By Author: Billy Alexander
Total Articles: 35

If you want to sell your screenplay to Hollywood, the most important thing you may ever do in your screenwriting career write is a great logline, or several of them. Sure, you have to write a great script too, but without a compelling, killer logline, nobody will read it.
So what is a logline? A logline is a short, usually one sentence, statement of what the story is about. In most cases it should be 25 words or less.
What? Distill your baby, the one you spent months or even years on, into one sentence? Yes, but only if you want to sell your screenplay. Now that I have your grudging attention, here's how to create a logline.
The logline contains three elements: Who the protagonist is and what they want to accomplish; who or what stands in their way; what bad thing will happen (the stakes) if they don't succeed.
Let's examine each of these logline elements.
The Who. Do not name your protagonist in the logline, instead tell us what kind of person they are, which often means employing an adjective or other descriptor. For example: A young girl, a young boy, a cynical police detective, an alcoholic lawyer and so on.
The What. Protect a family, protect a home, win someone's heart, get a job, find the murderer.
The Antagonist and the Stakes. Serial Killer, thief, a domineering boss, forces of nature, a rival crime family.
In addition, the logline should be about the protagonist and what they trying to accomplish, not something that is happening TO them. Even if your protagonist is a passive victim in the firstpart of the story, they must eventually become an active participant in their life or nobody will be interested in the story.
Many great movies feature compelling backdrops that contribute to the conflict of the story, such as a war, a ghetto, a high powered law firm, the Old West. If you can, include the backdrop in your logline to make it richer and more intriguing.

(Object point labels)
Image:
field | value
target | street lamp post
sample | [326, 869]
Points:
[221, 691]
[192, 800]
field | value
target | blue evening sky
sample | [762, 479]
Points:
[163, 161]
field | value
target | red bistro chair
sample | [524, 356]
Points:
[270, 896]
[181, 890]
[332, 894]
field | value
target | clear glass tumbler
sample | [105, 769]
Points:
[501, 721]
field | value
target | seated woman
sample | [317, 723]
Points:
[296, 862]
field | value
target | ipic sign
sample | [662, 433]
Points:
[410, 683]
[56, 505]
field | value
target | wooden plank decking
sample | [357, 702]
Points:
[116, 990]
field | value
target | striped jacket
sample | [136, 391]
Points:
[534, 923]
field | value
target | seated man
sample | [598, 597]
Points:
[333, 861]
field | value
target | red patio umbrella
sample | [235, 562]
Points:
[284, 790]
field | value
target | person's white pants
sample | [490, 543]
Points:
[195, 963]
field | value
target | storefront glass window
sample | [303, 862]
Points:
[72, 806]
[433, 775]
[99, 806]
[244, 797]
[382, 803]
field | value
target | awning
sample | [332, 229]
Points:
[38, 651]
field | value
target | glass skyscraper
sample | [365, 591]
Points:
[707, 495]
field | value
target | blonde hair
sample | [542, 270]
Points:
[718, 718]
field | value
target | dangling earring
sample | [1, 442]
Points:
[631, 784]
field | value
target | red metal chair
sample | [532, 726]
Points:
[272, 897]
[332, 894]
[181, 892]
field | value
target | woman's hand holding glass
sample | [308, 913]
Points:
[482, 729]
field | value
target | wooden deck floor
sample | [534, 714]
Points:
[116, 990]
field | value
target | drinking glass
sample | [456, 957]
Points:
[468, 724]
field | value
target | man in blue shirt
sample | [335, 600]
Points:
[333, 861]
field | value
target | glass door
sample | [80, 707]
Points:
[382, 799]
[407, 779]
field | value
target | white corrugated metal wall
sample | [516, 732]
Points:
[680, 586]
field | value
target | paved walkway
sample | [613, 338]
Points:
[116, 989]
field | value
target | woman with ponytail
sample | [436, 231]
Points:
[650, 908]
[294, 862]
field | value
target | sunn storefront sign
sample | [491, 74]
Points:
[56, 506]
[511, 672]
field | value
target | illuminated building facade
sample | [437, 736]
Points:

Stated problem A: In the logline text, what is the usual maximum length for a logline?
Stated problem B: Transcribe the stretch of the logline text from "So what is a" through "they don't succeed.".

Full answer A: In most cases, a logline should be 25 words or less.

Full answer B:
So what is a logline? A logline is a short, usually one sentence, statement of what the story is about. In most cases it should be 25 words or less.
What? Distill your baby, the one you spent months or even years on, into one sentence? Yes, but only if you want to sell your screenplay. Now that I have your grudging attention, here's how to create a logline.
The logline contains three elements: Who the protagonist is and what they want to accomplish; who or what stands in their way; what bad thing will happen (the stakes) if they don't succeed.